La hoja en blanco plantea un problema al escritor: el vacío. El papel está desnudo de letras, de puntos y de tachones pero alberga la existencia de la propia decisión de escribir. La página en sus bordes se rodea por un conglomerado sin forma que lucha por filtrarse del mundo a la escritura. Las circunstancias y vivencias presentes en la periferia del papel intentan acomodarse en alguna forma o género.

Dicen que los narradores inician su actividad con una historia en mente, los poetas con una imagen y los dramaturgos con una acción. En el caso de los ensayistas, suele decirse que se aferran a una idea para desarrollarla desde el momento en que colocan la primera mancha de tinta. Sin embargo, todos los escritores ─incluso los no literarios─ podrían incluirse perfectamente en esta aseveración. Las ideas por sí mismas no refieren un método específico ni una materia prima para la creación artística. Los periodistas, científicos, sociólogos, entre muchos otros profesionistas, son capaces de redactar los materiales con los cuales entablan la comunicación entre sus ideas y el receptor. La lengua sigue siendo el intermediario por el que se transmite el mensaje. De este modo, entendemos que la escritura no siempre es una disciplina literaria y, así entonces, nos vemos forzados a iniciar una excursión a los pantanosos, inestables y oscuros terrenos de la identidad del ensayo.

Su rostro es tan borroso e impreciso que los más versados en el tema deciden caracterizarlo por esta cualidad de lo indefinido. La lírica, la narrativa, la argumentación, la dramaturgia, todo cabe en un ensayo sabiéndolo acomodar. Son, precisamente, la hibridación genérica y la constante yuxtaposición de discursos, los que abren la posibilidad de que convivan los más dispares elementos en una misma superficie textual.

### Tareas pendientes
- a) Indica si cada afirmación coincide con el fragmento seleccionado sobre el ensayo: (i) los poetas inician su actividad con una imagen; (ii) la escritura es siempre una disciplina literaria; (iii) en un ensayo solo cabe la argumentación. Responde «sí» o «no» y cita textualmente las palabras del fragmento que lo deciden.
- b) Según el fragmento seleccionado, ¿por qué los más versados en el tema caracterizan el ensayo por la cualidad de lo indefinido? Responde en una a tres oraciones.
- c) Prosigue el texto sobre la identidad del ensayo a partir de su última oración.

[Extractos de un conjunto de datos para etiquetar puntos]
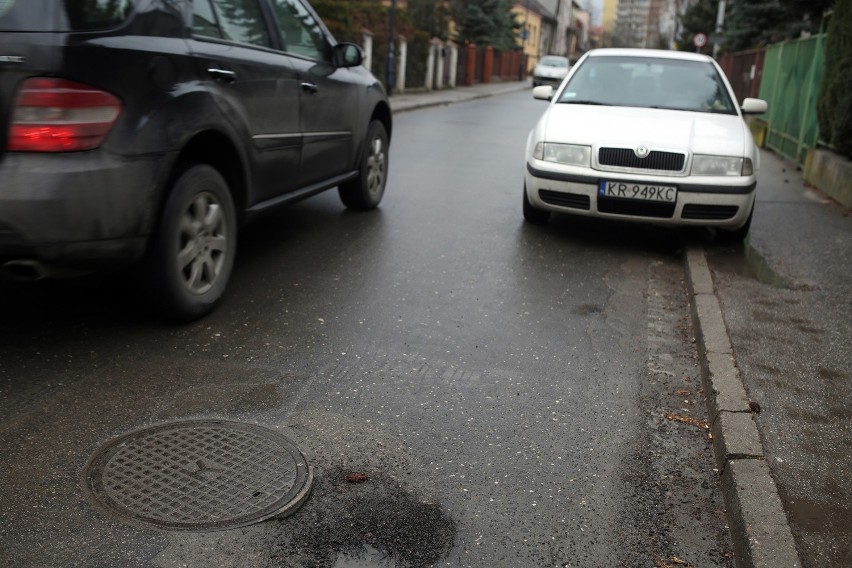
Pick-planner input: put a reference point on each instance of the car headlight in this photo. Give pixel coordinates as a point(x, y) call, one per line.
point(721, 166)
point(568, 154)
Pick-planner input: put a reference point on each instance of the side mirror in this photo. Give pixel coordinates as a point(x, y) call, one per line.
point(348, 55)
point(543, 93)
point(754, 106)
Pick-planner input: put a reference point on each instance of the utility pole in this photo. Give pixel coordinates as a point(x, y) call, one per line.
point(720, 22)
point(391, 49)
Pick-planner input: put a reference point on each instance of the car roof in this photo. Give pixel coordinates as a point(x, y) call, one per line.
point(658, 53)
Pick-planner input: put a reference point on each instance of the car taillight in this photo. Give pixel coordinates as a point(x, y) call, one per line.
point(55, 115)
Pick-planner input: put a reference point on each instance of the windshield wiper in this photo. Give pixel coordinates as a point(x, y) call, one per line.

### Respuestas por tarea
- a)
(i) Sí: «los poetas con una imagen».
(ii) No: «la escritura no siempre es una disciplina literaria».
(iii) No: «La lírica, la narrativa, la argumentación, la dramaturgia, todo cabe en un ensayo sabiéndolo acomodar».

- b) Lo caracterizan así porque el rostro del ensayo es tan borroso e impreciso que esa falta de definición se vuelve su rasgo distintivo.

- c)
No sólo las temáticas son tan diversas y posibles como en los demás géneros sino que las combinaciones formales del ensayo también se despliegan ad infinutum. Incluso realizando la división entre literario y académico, ambos se entrecruzan indefinidamente proporcionándole ese ambiente fronterizo producido por la hibridación.

Por eso los ensayistas suelen encontrar en este género un género libre que no se impone ante las necesidades expresivas. Sin embargo, esta libertad es aparente. El acomodo del pensamiento en el texto se diluye en los más dispares discursos y el receptáculo que lo contiene se expande o contrae adaptando sus formas.

El ensayo no se manifiesta en su estado sólido, líquido o gaseoso; es el coloide de los géneros. No obstante, la responsabilidad autoral restringe esta fluidez ilusoria. En los otros estados de la literatura, el autor no se equipara al murmullo desdoblado en los personajes, el narrador o la voz lírica. Sin embargo, en la voz que habla a través el ensayo se reconoce al propio autor. “Así, lector, sabe que yo mismo soy el contenido de mi libro”, dice Montaigne en su advertencia. No importa que el ensayista narre o incluya parlamentos: su condición de autor es fundamental para la lectura y cada juicio vertido en el texto se asocia indiscutiblemente a él.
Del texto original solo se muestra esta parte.